▶ **Written request**:
Write out every one of the following records verbatim, keeping each line unchanged and in its original order.

★ ★ ★ ★ ★ ★ ★

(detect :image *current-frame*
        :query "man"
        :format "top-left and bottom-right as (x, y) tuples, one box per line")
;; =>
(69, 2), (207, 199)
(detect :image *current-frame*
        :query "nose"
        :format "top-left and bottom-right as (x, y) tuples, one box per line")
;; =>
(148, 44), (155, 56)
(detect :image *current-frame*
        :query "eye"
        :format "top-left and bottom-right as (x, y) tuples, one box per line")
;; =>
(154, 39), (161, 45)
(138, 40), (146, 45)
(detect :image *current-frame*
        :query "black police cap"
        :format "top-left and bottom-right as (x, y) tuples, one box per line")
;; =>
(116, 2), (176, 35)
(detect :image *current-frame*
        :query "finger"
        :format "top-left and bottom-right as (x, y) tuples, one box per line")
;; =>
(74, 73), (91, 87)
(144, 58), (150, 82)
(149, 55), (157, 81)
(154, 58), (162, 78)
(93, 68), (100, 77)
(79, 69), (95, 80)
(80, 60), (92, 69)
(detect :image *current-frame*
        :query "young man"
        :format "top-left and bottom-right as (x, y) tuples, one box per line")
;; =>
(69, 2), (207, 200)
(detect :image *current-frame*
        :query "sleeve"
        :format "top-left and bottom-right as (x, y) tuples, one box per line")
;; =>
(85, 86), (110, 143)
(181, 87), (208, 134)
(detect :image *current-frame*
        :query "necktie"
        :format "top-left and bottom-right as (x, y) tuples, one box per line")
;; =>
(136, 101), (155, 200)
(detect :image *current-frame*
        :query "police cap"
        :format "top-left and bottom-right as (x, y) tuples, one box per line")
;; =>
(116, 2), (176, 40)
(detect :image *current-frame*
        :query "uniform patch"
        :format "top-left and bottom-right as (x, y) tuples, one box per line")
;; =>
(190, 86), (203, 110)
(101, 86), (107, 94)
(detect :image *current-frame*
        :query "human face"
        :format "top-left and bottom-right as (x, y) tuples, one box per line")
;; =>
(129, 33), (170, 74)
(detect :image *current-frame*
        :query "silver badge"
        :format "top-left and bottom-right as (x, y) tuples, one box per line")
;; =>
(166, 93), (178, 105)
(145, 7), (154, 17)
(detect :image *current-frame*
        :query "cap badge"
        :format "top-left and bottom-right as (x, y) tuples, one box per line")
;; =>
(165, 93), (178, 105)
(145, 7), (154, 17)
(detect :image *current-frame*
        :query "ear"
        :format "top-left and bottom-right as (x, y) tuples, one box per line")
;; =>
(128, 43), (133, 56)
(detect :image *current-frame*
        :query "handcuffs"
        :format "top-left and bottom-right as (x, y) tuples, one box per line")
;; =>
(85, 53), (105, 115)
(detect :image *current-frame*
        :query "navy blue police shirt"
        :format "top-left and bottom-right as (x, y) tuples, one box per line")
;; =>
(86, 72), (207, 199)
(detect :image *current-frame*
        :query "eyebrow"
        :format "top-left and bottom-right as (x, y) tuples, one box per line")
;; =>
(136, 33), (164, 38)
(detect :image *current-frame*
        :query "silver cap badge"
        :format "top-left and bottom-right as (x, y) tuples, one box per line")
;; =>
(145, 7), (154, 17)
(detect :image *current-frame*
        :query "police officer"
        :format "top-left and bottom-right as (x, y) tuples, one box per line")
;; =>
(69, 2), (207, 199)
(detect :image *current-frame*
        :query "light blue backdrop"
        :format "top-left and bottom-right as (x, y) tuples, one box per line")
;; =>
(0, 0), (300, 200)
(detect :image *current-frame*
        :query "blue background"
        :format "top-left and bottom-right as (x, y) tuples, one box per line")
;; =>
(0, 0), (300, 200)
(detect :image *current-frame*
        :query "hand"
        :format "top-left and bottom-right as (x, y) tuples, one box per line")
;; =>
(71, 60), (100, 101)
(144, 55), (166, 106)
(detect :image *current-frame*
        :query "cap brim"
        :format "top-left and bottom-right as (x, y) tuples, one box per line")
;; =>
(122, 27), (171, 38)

★ ★ ★ ★ ★ ★ ★

▶ **Response to the task**:
(detect :image *current-frame*
        :query "man"
        :format "top-left and bottom-right as (x, y) tuples, one box per line")
;; =>
(69, 2), (207, 199)
(detect :image *current-frame*
        :query "nose"
        :format "top-left and bottom-right as (x, y) tuples, one box per line")
;; =>
(148, 44), (155, 56)
(detect :image *current-frame*
        :query "eye"
        :format "top-left and bottom-right as (x, y) tuples, one box per line")
;; =>
(154, 39), (161, 45)
(138, 40), (146, 45)
(detect :image *current-frame*
        :query "black police cap"
        :format "top-left and bottom-right as (x, y) tuples, one box per line")
;; =>
(116, 2), (176, 35)
(detect :image *current-frame*
        :query "finger"
        :format "top-left and bottom-right as (x, y) tuples, one box per line")
;; =>
(74, 73), (91, 87)
(144, 58), (150, 82)
(149, 55), (157, 81)
(154, 58), (162, 78)
(93, 68), (100, 77)
(79, 69), (95, 80)
(80, 60), (92, 69)
(detect :image *current-frame*
        :query "young man"
        :format "top-left and bottom-right as (x, y) tuples, one box per line")
;; =>
(69, 2), (207, 200)
(detect :image *current-frame*
        :query "sleeve"
        :format "top-left and bottom-right as (x, y) tuples, one box per line")
;; =>
(85, 86), (110, 143)
(181, 87), (208, 134)
(detect :image *current-frame*
        :query "necktie"
        :format "top-left and bottom-right as (x, y) tuples, one box per line")
;; =>
(136, 101), (155, 200)
(detect :image *current-frame*
        :query "police cap"
        :format "top-left and bottom-right as (x, y) tuples, one box per line")
;; =>
(116, 2), (176, 40)
(detect :image *current-frame*
        :query "uniform patch"
        :format "top-left and bottom-right as (x, y) tuples, one box per line")
;; =>
(190, 86), (203, 110)
(101, 86), (107, 94)
(detect :image *current-frame*
        :query "human face"
        :format "top-left and bottom-right as (x, y) tuples, one box per line")
;; =>
(129, 33), (170, 74)
(detect :image *current-frame*
        :query "silver badge"
        :format "top-left and bottom-right as (x, y) tuples, one box per line")
;; =>
(166, 93), (178, 105)
(145, 7), (154, 17)
(detect :image *current-frame*
        :query "cap badge"
        :format "top-left and bottom-right as (x, y) tuples, one box per line")
;; =>
(165, 93), (178, 105)
(145, 7), (154, 17)
(detect :image *current-frame*
        :query "ear"
        :format "top-left and bottom-right as (x, y) tuples, one box per line")
;; =>
(128, 43), (133, 56)
(detect :image *current-frame*
        :query "handcuffs"
        :format "top-left and bottom-right as (x, y) tuples, one box per line")
;; =>
(85, 53), (105, 115)
(detect :image *current-frame*
        :query "navy blue police shirt"
        :format "top-left and bottom-right as (x, y) tuples, one box per line")
;; =>
(86, 72), (207, 199)
(detect :image *current-frame*
        :query "eyebrow"
        :format "top-left and bottom-right as (x, y) tuples, one box per line")
;; =>
(136, 33), (164, 38)
(detect :image *current-frame*
        :query "silver cap badge"
        :format "top-left and bottom-right as (x, y) tuples, one box per line")
;; =>
(145, 7), (154, 17)
(detect :image *current-frame*
        :query "police officer"
        :format "top-left and bottom-right as (x, y) tuples, one box per line")
;; =>
(69, 2), (207, 199)
(detect :image *current-frame*
        :query "light blue backdrop"
        :format "top-left and bottom-right as (x, y) tuples, one box per line")
;; =>
(0, 0), (300, 200)
(detect :image *current-frame*
        :query "blue background"
        :format "top-left and bottom-right as (x, y) tuples, one box per line")
;; =>
(0, 0), (300, 200)
(detect :image *current-frame*
        :query "hand"
        :format "top-left and bottom-right as (x, y) tuples, one box per line")
;; =>
(71, 60), (100, 101)
(144, 55), (166, 106)
(detect :image *current-frame*
        :query "cap brim"
        :format "top-left and bottom-right as (x, y) tuples, one box per line")
;; =>
(122, 27), (171, 38)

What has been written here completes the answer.